> _DATASET EXCERPTS_

---+---

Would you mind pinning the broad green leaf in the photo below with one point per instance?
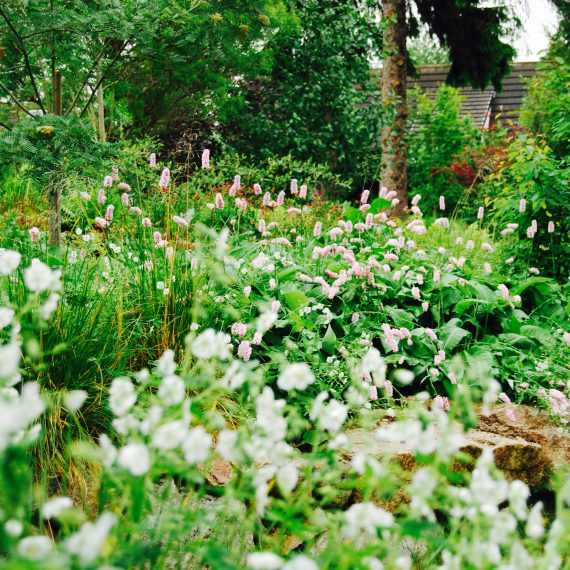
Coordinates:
(329, 341)
(296, 300)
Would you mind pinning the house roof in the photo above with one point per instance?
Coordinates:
(484, 105)
(487, 104)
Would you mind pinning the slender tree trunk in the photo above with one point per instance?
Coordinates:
(101, 112)
(54, 206)
(394, 79)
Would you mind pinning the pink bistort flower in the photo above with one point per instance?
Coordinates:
(164, 179)
(34, 234)
(206, 158)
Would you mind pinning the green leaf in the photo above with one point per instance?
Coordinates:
(296, 300)
(538, 333)
(352, 214)
(329, 341)
(379, 204)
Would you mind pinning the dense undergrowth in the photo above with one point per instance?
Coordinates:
(291, 317)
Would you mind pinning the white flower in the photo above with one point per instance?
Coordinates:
(122, 396)
(172, 390)
(9, 359)
(235, 376)
(88, 542)
(55, 506)
(366, 517)
(330, 417)
(13, 528)
(35, 547)
(373, 563)
(296, 376)
(9, 261)
(265, 321)
(74, 400)
(300, 563)
(169, 435)
(373, 363)
(39, 277)
(535, 523)
(263, 261)
(197, 445)
(6, 317)
(135, 457)
(264, 561)
(209, 344)
(287, 477)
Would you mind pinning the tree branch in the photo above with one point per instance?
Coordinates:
(15, 99)
(86, 80)
(102, 76)
(26, 58)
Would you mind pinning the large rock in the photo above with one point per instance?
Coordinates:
(529, 449)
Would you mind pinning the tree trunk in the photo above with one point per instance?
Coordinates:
(101, 109)
(54, 209)
(394, 79)
(54, 206)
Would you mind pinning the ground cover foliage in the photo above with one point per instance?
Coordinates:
(223, 321)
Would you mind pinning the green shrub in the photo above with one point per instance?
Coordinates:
(440, 149)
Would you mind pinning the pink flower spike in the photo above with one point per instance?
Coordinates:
(180, 221)
(504, 291)
(34, 234)
(504, 398)
(206, 158)
(164, 179)
(244, 350)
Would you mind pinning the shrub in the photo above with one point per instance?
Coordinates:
(441, 147)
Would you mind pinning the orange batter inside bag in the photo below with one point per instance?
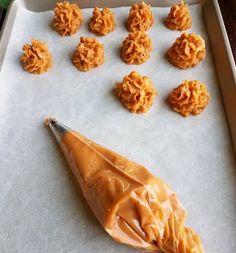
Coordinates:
(133, 206)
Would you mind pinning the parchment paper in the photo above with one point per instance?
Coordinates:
(41, 207)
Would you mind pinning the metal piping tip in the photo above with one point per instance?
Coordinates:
(58, 129)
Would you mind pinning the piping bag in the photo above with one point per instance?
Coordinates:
(133, 206)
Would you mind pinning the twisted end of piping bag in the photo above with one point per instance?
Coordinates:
(133, 206)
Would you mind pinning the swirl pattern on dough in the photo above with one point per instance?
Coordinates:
(136, 48)
(67, 18)
(36, 57)
(102, 22)
(88, 54)
(179, 17)
(187, 51)
(136, 92)
(191, 97)
(140, 17)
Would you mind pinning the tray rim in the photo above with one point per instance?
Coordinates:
(207, 5)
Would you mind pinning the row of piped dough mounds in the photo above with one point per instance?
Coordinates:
(136, 92)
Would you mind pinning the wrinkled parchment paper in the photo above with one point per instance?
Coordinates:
(41, 207)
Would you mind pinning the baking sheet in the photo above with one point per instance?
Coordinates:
(41, 207)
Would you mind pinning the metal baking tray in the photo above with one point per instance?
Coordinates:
(220, 46)
(226, 77)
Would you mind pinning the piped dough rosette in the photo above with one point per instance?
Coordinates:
(136, 48)
(191, 97)
(187, 51)
(136, 92)
(88, 54)
(102, 22)
(179, 17)
(36, 57)
(140, 17)
(67, 18)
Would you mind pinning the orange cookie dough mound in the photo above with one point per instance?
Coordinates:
(36, 58)
(179, 17)
(136, 48)
(88, 54)
(140, 17)
(136, 92)
(187, 51)
(191, 97)
(102, 22)
(67, 18)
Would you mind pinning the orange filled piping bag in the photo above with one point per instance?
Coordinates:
(133, 206)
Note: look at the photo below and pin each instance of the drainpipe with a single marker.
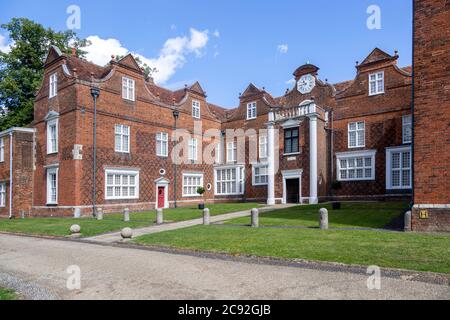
(95, 92)
(176, 114)
(10, 174)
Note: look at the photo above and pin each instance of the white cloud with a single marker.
(172, 55)
(5, 47)
(283, 48)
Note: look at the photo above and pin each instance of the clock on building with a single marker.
(306, 83)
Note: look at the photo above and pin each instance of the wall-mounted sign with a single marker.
(423, 214)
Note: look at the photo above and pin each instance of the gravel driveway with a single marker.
(107, 272)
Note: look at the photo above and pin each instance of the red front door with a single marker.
(161, 197)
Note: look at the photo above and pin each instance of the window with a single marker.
(291, 141)
(193, 149)
(196, 109)
(251, 111)
(2, 149)
(231, 151)
(398, 167)
(229, 181)
(407, 129)
(162, 144)
(356, 166)
(356, 135)
(191, 182)
(122, 184)
(128, 91)
(376, 83)
(260, 175)
(262, 147)
(2, 195)
(52, 186)
(52, 136)
(122, 138)
(53, 86)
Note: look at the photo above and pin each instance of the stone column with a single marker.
(313, 159)
(271, 162)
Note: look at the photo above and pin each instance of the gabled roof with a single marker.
(377, 55)
(130, 62)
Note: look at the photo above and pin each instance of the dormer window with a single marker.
(376, 83)
(128, 91)
(251, 111)
(53, 86)
(196, 109)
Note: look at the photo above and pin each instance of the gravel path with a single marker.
(111, 272)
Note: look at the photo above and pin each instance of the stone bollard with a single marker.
(126, 215)
(99, 214)
(159, 216)
(206, 217)
(255, 218)
(77, 213)
(75, 229)
(126, 233)
(408, 221)
(323, 219)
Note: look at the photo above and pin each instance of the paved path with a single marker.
(115, 236)
(109, 272)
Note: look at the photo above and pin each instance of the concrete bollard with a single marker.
(255, 218)
(206, 217)
(77, 213)
(408, 221)
(75, 229)
(323, 219)
(126, 233)
(99, 214)
(126, 215)
(159, 216)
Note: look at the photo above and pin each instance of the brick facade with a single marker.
(431, 116)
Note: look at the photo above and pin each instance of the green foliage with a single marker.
(21, 70)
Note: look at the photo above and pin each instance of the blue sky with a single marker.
(228, 44)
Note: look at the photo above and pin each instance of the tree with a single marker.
(22, 69)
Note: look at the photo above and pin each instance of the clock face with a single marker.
(306, 83)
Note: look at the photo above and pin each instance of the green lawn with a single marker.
(91, 227)
(422, 252)
(352, 215)
(7, 294)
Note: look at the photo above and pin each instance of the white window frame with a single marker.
(239, 181)
(401, 169)
(196, 111)
(355, 157)
(52, 142)
(50, 200)
(162, 144)
(3, 195)
(263, 147)
(356, 131)
(192, 185)
(128, 89)
(379, 78)
(193, 149)
(252, 111)
(231, 152)
(53, 86)
(407, 129)
(256, 167)
(122, 173)
(2, 149)
(122, 134)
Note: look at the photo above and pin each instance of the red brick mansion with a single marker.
(109, 137)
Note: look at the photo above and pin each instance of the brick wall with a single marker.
(431, 115)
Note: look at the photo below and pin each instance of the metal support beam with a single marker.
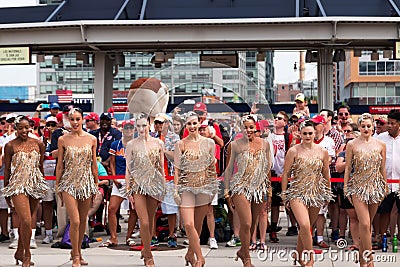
(103, 82)
(56, 10)
(143, 10)
(321, 8)
(393, 4)
(325, 79)
(121, 9)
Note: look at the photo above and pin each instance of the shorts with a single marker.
(3, 202)
(323, 210)
(168, 205)
(50, 193)
(276, 200)
(344, 201)
(115, 191)
(387, 203)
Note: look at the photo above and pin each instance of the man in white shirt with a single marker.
(392, 141)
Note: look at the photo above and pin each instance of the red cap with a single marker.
(263, 124)
(37, 121)
(200, 106)
(92, 116)
(318, 119)
(59, 117)
(132, 122)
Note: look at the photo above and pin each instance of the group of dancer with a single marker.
(247, 182)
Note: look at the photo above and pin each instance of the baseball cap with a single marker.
(204, 124)
(67, 108)
(318, 119)
(54, 106)
(11, 116)
(105, 116)
(300, 97)
(200, 106)
(382, 119)
(128, 122)
(59, 117)
(162, 117)
(52, 119)
(298, 115)
(92, 116)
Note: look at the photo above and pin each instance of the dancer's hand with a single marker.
(177, 198)
(62, 201)
(9, 202)
(231, 205)
(131, 200)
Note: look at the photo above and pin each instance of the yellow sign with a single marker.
(15, 55)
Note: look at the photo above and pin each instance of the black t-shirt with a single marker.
(106, 142)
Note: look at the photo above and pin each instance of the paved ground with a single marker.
(277, 255)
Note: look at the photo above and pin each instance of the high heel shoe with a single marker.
(76, 261)
(246, 261)
(200, 263)
(148, 260)
(190, 259)
(83, 262)
(19, 258)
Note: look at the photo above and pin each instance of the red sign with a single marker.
(120, 108)
(382, 109)
(120, 94)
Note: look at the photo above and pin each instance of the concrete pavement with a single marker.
(276, 255)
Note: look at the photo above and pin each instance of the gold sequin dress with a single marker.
(77, 178)
(366, 181)
(197, 172)
(25, 175)
(251, 179)
(145, 176)
(308, 183)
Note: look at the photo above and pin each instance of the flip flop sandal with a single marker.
(130, 242)
(108, 244)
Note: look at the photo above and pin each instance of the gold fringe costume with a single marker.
(366, 181)
(25, 176)
(197, 172)
(308, 184)
(145, 176)
(77, 178)
(251, 179)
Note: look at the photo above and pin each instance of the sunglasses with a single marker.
(199, 112)
(51, 124)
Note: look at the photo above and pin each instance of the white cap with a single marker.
(10, 116)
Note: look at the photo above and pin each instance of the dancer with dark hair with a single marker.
(77, 179)
(24, 183)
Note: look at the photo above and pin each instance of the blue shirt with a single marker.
(118, 150)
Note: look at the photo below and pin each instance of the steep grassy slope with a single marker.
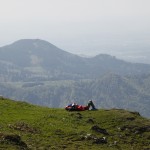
(25, 126)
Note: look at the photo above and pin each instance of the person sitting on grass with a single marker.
(76, 107)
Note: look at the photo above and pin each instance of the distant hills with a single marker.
(36, 71)
(35, 59)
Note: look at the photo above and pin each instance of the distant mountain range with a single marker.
(40, 73)
(34, 59)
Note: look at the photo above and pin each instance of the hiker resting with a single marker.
(76, 107)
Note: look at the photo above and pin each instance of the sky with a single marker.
(86, 27)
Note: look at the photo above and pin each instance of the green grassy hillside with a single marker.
(25, 126)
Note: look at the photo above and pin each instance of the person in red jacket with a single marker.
(76, 107)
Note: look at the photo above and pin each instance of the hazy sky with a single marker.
(79, 26)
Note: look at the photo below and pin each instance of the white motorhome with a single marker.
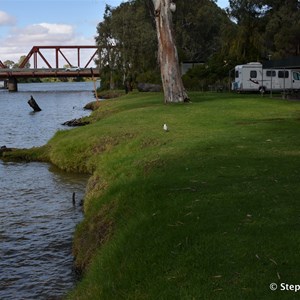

---+---

The lines to extract from the data above begin with the line containing "Would you mind pinning the parchment" and end with the line containing "Would you mind pinning the orange filled". Extract them exactly, including both.

Would you mind pinning the parchment paper in the photo above with one point per instance?
Coordinates:
(41, 207)
Would you mind pinning the metal piping tip in the photo above with one point per instance?
Coordinates:
(58, 129)
Would you mind pinning the piping bag in the photo above with one point per instance?
Coordinates:
(133, 206)
Would you mind pinning the twisted end of piping bag in the photo above with one point per instance?
Coordinates:
(133, 206)
Would you mind pinning the swirl pattern on dough in the photo above with one point per instance?
Coordinates:
(136, 48)
(67, 18)
(36, 57)
(102, 22)
(88, 54)
(179, 17)
(187, 51)
(136, 92)
(191, 97)
(140, 17)
Would you mind pinning the tray rim in the photo above with one point per instance?
Coordinates:
(207, 5)
Would you mind pinning the row of piped dough mounds in the photo above with one point per instance?
Coordinates:
(136, 92)
Would you mind pinning the wrinkled parchment paper in the photo above with one point per instance?
Coordinates:
(41, 207)
Would you mind pinning the baking sheet in the photo above with one point per instance?
Coordinates:
(41, 207)
Would you mind pinning the metal baking tray in the photo above with one point per instance?
Coordinates:
(220, 46)
(226, 77)
Would you mind pinning the piped dough rosette in the photo above with one point per instance?
Coordinates:
(136, 48)
(191, 97)
(187, 51)
(136, 92)
(88, 54)
(102, 22)
(179, 17)
(36, 57)
(140, 17)
(67, 18)
Would you mind pinning the orange cookie dough mound in the photo above with one point per instance?
Coordinates:
(36, 58)
(179, 17)
(136, 48)
(88, 54)
(140, 17)
(136, 92)
(187, 51)
(191, 97)
(102, 22)
(67, 18)
Would you mind pinning the orange filled piping bag in the photo above with one point per instance?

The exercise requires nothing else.